#### [Document extract]
++++

I know this is a practice women have been performing for centuries, but nowadays we have to take a class to get information on how to do this since women (in the US anyway) I believe are steered towards bottle feeding. I believed and still find that it is what is healthiest for the baby. In today's economy, it's also the cheapest, but my main reason towards wanting to breastfeed was that is was the most "natural." I want the best for my child and I wanted to enjoy my time with the baby while on maternity leave with all the experience I can muster. This experience was my bonding time and I wanted to cherish it. But there's one thing you won't really know and that is the reality of true and unadulterated pain.
You may very well get your first taste (no pun intended) of "nipple trauma." No it's not some medical condition in the books. I'm making this up because it best describes the feeling. Since I'd had a Cesarean delivery, it took a few days for the milk to come or "let down." I had her on Monday and the milk didn't really get here until Saturday, so in between those days the baby didn't get too much and I'd supplement with formula every other feeding. So the consequence is: baby sucking and very little coming out. So what does the baby do? She sucks harder! Still not enough milk so the baby continues on this path and by the third day or fourth day, every three hours the dreaded feeding time approaches.
There were time I had to mentally prepare myself for a feeding. I'd take forever to get the pillows in the right position. I'd switch from the cross-cradle to the football hold and back. I'd massage the area and apologize to my nipple before allowing the baby to feed. At times I'd have to do a countdown. One...... two....... three........ and place the nipple in baby's trap, ahhh I mean mouth. Because some days, it did feel like one of those bear traps in the woods and it was hard for me to grasp how such a little mouth with no teeth could bite down so hard. Where was this strength coming from? How have women withstood this so many nears? Simple. Your nipples toughen and basically you adapt to the discomfort. See, I can call it discomfort now. That's a real sign of growth and acceptance.

++++

#### [Provided data]
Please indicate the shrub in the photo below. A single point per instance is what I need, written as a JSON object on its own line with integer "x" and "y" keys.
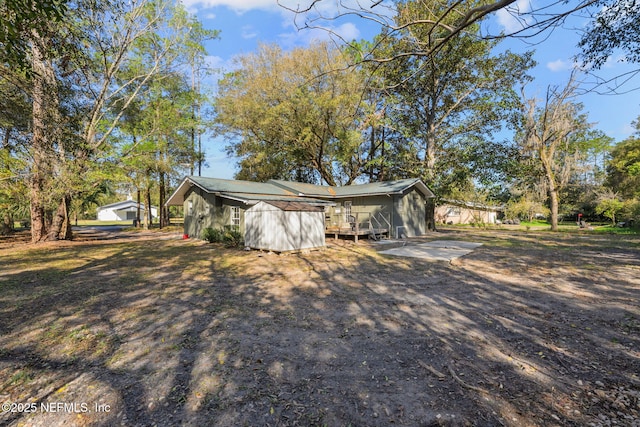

++++

#### [The task]
Reproduce the stretch of the breastfeeding text from "I know this" through "and unadulterated pain.", word for word.

#### [Task answer]
I know this is a practice women have been performing for centuries, but nowadays we have to take a class to get information on how to do this since women (in the US anyway) I believe are steered towards bottle feeding. I believed and still find that it is what is healthiest for the baby. In today's economy, it's also the cheapest, but my main reason towards wanting to breastfeed was that is was the most "natural." I want the best for my child and I wanted to enjoy my time with the baby while on maternity leave with all the experience I can muster. This experience was my bonding time and I wanted to cherish it. But there's one thing you won't really know and that is the reality of true and unadulterated pain.